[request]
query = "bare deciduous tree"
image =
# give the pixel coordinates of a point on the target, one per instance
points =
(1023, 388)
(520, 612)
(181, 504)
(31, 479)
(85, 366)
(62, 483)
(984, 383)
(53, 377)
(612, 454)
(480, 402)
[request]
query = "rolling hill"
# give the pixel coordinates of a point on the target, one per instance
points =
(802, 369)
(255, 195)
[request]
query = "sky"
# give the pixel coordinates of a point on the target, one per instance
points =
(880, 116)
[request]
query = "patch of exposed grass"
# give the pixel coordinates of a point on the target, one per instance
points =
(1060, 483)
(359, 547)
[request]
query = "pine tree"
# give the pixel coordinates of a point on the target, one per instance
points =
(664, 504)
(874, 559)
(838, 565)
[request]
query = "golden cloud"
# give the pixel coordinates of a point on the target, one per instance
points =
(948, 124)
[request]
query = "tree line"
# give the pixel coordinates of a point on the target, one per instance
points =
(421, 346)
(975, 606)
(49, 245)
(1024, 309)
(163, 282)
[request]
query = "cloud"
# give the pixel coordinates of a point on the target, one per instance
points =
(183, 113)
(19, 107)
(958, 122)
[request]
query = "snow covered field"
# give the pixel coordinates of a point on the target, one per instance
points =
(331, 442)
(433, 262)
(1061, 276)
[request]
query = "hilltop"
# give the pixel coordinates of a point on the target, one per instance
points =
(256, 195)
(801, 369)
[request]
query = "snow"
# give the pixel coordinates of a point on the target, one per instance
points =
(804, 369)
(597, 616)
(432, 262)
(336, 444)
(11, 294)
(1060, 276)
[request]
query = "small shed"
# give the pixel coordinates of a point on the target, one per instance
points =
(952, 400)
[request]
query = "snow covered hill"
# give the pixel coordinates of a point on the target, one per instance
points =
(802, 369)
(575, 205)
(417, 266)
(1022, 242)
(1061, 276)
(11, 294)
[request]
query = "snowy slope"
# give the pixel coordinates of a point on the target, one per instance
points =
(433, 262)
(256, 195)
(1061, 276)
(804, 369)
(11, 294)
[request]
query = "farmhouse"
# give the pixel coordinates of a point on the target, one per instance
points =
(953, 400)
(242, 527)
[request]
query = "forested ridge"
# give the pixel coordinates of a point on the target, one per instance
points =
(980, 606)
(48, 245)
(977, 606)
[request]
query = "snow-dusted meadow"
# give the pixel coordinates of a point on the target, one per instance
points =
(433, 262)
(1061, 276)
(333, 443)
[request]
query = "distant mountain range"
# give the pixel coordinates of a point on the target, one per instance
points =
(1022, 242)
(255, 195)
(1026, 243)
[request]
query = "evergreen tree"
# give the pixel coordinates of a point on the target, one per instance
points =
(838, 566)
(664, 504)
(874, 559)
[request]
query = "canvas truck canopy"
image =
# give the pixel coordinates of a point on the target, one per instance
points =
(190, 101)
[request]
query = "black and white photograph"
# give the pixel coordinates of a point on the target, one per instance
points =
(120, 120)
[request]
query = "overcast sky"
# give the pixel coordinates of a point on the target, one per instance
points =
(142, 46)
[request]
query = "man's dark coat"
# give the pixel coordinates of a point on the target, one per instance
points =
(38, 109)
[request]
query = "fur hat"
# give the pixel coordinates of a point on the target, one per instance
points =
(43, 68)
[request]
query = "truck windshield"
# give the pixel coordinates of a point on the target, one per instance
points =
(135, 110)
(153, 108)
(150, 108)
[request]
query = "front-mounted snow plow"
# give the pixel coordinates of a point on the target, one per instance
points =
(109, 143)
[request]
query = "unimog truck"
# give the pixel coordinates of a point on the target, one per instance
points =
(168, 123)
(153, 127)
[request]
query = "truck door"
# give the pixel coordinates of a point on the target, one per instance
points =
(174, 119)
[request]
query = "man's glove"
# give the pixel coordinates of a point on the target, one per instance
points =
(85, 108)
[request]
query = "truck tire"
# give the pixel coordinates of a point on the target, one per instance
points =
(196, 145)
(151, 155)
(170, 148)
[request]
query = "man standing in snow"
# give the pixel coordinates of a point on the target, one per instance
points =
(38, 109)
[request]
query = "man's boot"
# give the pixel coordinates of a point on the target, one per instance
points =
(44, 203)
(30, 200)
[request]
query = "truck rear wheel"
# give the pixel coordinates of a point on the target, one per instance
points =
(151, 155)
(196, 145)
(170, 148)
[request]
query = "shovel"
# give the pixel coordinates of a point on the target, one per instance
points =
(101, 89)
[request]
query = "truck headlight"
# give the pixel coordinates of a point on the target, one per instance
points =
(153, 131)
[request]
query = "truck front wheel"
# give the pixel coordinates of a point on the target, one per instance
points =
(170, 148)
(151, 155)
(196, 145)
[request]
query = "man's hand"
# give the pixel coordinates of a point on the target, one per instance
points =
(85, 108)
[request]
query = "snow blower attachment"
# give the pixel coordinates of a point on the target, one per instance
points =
◆ ◆ ◆ ◆ ◆ ◆ ◆
_OBJECTIVE_.
Provide all the records again, word for word.

_RESPONSE_.
[request]
query = "bare deciduous tree"
image =
# give the pixel coordinates of a point on the target, one per instance
points =
(1023, 388)
(520, 612)
(181, 504)
(31, 479)
(85, 366)
(62, 483)
(984, 383)
(53, 377)
(612, 454)
(480, 402)
[request]
query = "rolling hill"
# give the pixel coordinates of a point on the target, one per instance
points =
(802, 369)
(255, 195)
[request]
query = "sky"
# give the pixel coordinates of a point on the target, one per instance
points =
(880, 116)
[request]
query = "patch of exposed grass"
# give the pixel coordinates of a point on the target, one per instance
points =
(1060, 483)
(359, 547)
[request]
query = "pine tree"
# give the pixel coordinates of a point on the target, one per instance
points =
(664, 504)
(874, 559)
(838, 565)
[request]
query = "golden cloud"
# give the pixel coordinates of a point on the target, one per instance
points =
(948, 124)
[request]
query = "tree line"
# give the pixel coordinates of a point on the target, one per instance
points =
(421, 346)
(975, 606)
(49, 245)
(1024, 309)
(163, 282)
[request]
query = "cloud"
# give the pixel coordinates of a point on the target, one per instance
points =
(183, 113)
(19, 107)
(958, 122)
[request]
query = "snow covered field"
# give the pixel coordinates of a point on the target, one per instance
points =
(331, 442)
(433, 262)
(1061, 276)
[request]
query = "hilltop"
# give the pixel coordinates of a point on the target, one per instance
points =
(256, 195)
(801, 369)
[request]
query = "snow"
# give the pixel coordinates of a point on the target, one per instance
points =
(804, 369)
(597, 616)
(432, 262)
(336, 444)
(11, 294)
(1060, 276)
[request]
query = "small shed"
# give the pixel coordinates of a point on the target, one per instance
points =
(952, 400)
[request]
query = "snow covered hill"
# give the pixel coordinates of a point on the target, one per instance
points =
(802, 369)
(575, 205)
(417, 266)
(1022, 242)
(1061, 276)
(11, 294)
[request]
query = "snowy slope"
# give the pixel coordinates of a point on the target, one per instance
points =
(433, 262)
(256, 195)
(1061, 276)
(804, 369)
(11, 294)
[request]
query = "farmhouse"
# give the pixel coordinates of a point on the target, one per instance
points =
(953, 400)
(242, 527)
[request]
query = "forested ridge"
# give the pixel coordinates of a point on the target, one per instance
points =
(980, 606)
(48, 245)
(977, 606)
[request]
query = "snow-dusted meadow"
# give the pixel coordinates of a point on the target, one per instance
points =
(433, 262)
(1061, 276)
(333, 443)
[request]
query = "distant mountain range"
# give the pixel coordinates of a point on the target, one per instance
points =
(1022, 242)
(255, 195)
(1026, 243)
[request]
query = "evergreen tree"
# give the pixel coordinates of a point on the target, one per instance
points =
(838, 566)
(664, 504)
(874, 559)
[request]
query = "canvas truck canopy"
image =
# give the pixel coordinates of a point on the target, one per instance
points =
(190, 101)
[request]
query = "black and white photograph"
# give the pixel coordinates of a point on the target, one per instance
points =
(120, 120)
[request]
query = "overcast sky"
# give the pixel coordinates of a point on the target, one per instance
points =
(142, 46)
[request]
query = "man's dark coat"
# give the pixel coordinates of a point on the target, one per instance
points =
(38, 109)
[request]
query = "fur hat"
# give the pixel coordinates of a point on the target, one per instance
points =
(43, 68)
[request]
query = "truck windshield"
# give the pixel coordinates of a point on the target, one per instance
points =
(135, 110)
(153, 108)
(150, 108)
[request]
query = "front-mounted snow plow"
# give the pixel coordinates of a point on the target, one per instance
points =
(109, 143)
[request]
query = "unimog truck"
# give the pixel coordinates of a point on the target, one per instance
points =
(168, 123)
(153, 127)
[request]
query = "truck door"
# give the pixel coordinates of a point on the target, one per instance
points =
(174, 119)
[request]
query = "man's glove"
# give the pixel coordinates of a point on the target, one per instance
points =
(85, 108)
[request]
query = "truck tire"
# give the pixel coordinates of a point on the target, one per instance
points =
(196, 145)
(151, 155)
(170, 148)
[request]
query = "man standing in snow"
# give the pixel coordinates of a point on the target, one per instance
points =
(38, 109)
[request]
query = "man's boot"
# give the pixel coordinates of a point on the target, one per instance
points =
(44, 203)
(30, 200)
[request]
query = "truck rear wheel"
# give the pixel coordinates of a point on the target, one per instance
points =
(151, 155)
(196, 145)
(170, 148)
[request]
query = "shovel"
# give the pixel coordinates of a point on the target, one per instance
points =
(101, 89)
[request]
query = "truck headlight"
# give the pixel coordinates of a point on the target, one per instance
points =
(153, 131)
[request]
query = "truck front wheel"
# give the pixel coordinates of a point on the target, one per instance
points =
(170, 148)
(151, 155)
(196, 145)
[request]
query = "man's hand"
# give the pixel coordinates of a point on the target, one per instance
points =
(85, 108)
[request]
query = "snow blower attachment"
# give the pixel coordinates of a point on the target, one per instance
points =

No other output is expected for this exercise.